George Saunders Has a New Mantra
Anyone who loves George Saunders’s writing can tell you about his wicked imagination: luminous, dark, wholly original, and quite frequently supernatural. Saunders is, after all, the man who gave us Lincoln in the Bardo, about a grieving president and the chorus of ghosts he meets in the graveyard; “Escape From Spiderhead,” a Huxley-esque vision of criminal justice and personal responsibility; and “Fox 8,” about a fox who begins to understand human language by eavesdropping on people’s bedtime stories.
The twin currents that run through these and all of his works, including his newest novel, Vigil, about a spirit tending to a dying oil executive, is large-heartedness paired with unsparing wit. Saunders is funny. Hilarious even. (See also: his short story “The Moron Factory,” published in this magazine last year.) I recently spoke with him about how his ideas come to him, karma, and fiction as a source of truth. Our conversation has been lightly edited and condensed for clarity.
Adrienne LaFrance: Set the scene for me: Where are you doing your writing? What tools are around you? What do you see on your desk as you write?

**Dataset rows**
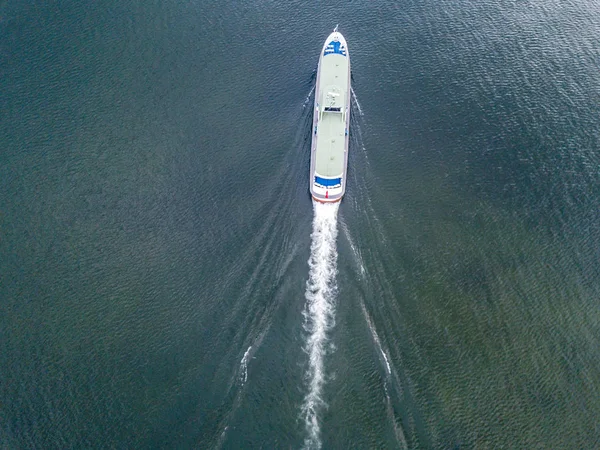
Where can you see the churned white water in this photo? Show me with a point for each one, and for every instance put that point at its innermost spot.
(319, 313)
---
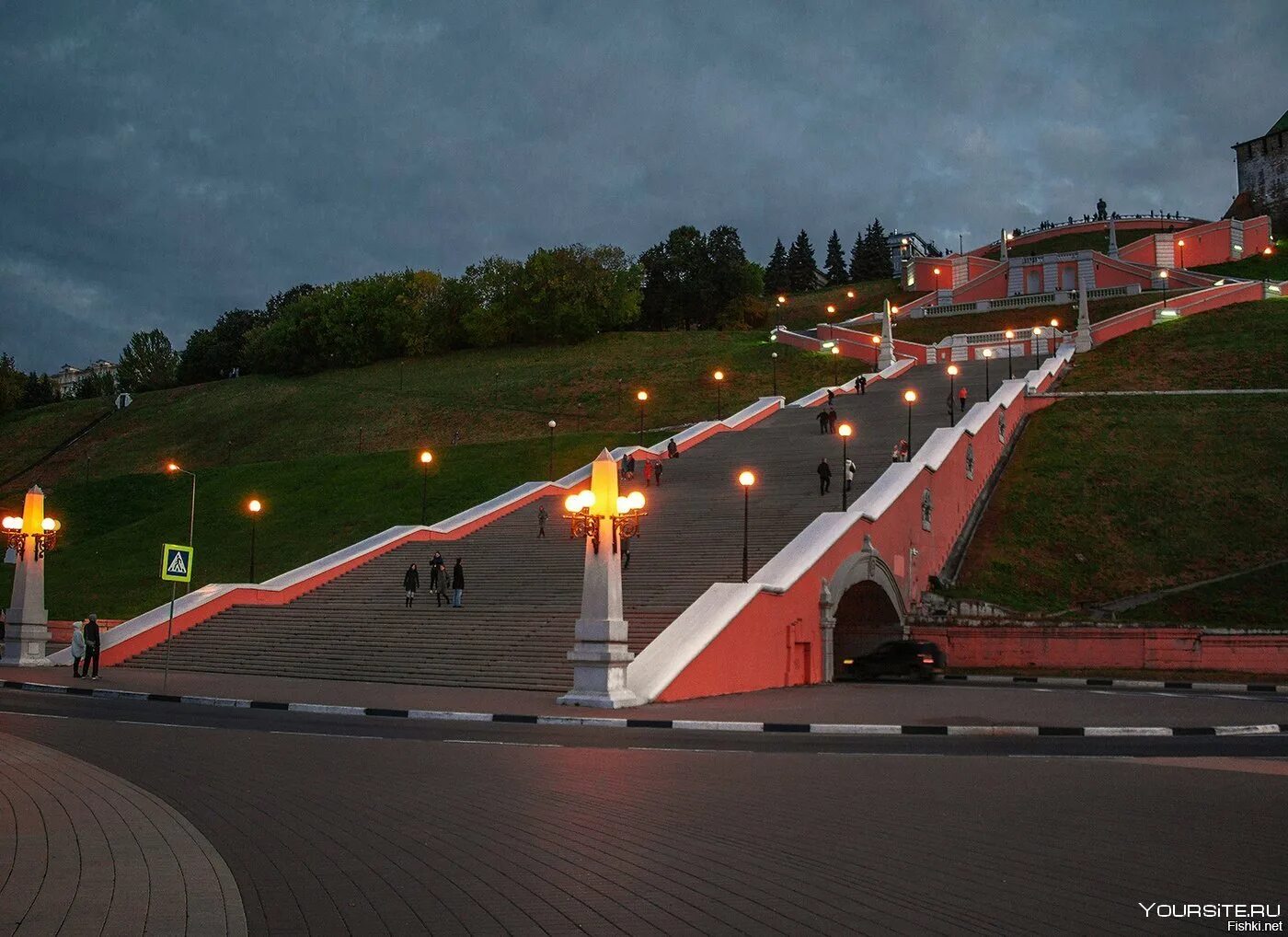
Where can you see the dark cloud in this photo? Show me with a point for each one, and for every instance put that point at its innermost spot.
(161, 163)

**Requirements**
1. In the George Saunders article, what is his newest novel, Vigil, about?
2. Rewrite the part of the George Saunders article that opens with the words containing "George Saunders Has" and closes with "people’s bedtime stories.", swapping "graveyard" for "cemetery".

**Full solutions**
1. A spirit tending to a dying oil executive.

2.
George Saunders Has a New Mantra
Anyone who loves George Saunders’s writing can tell you about his wicked imagination: luminous, dark, wholly original, and quite frequently supernatural. Saunders is, after all, the man who gave us Lincoln in the Bardo, about a grieving president and the chorus of ghosts he meets in the cemetery; “Escape From Spiderhead,” a Huxley-esque vision of criminal justice and personal responsibility; and “Fox 8,” about a fox who begins to understand human language by eavesdropping on people’s bedtime stories.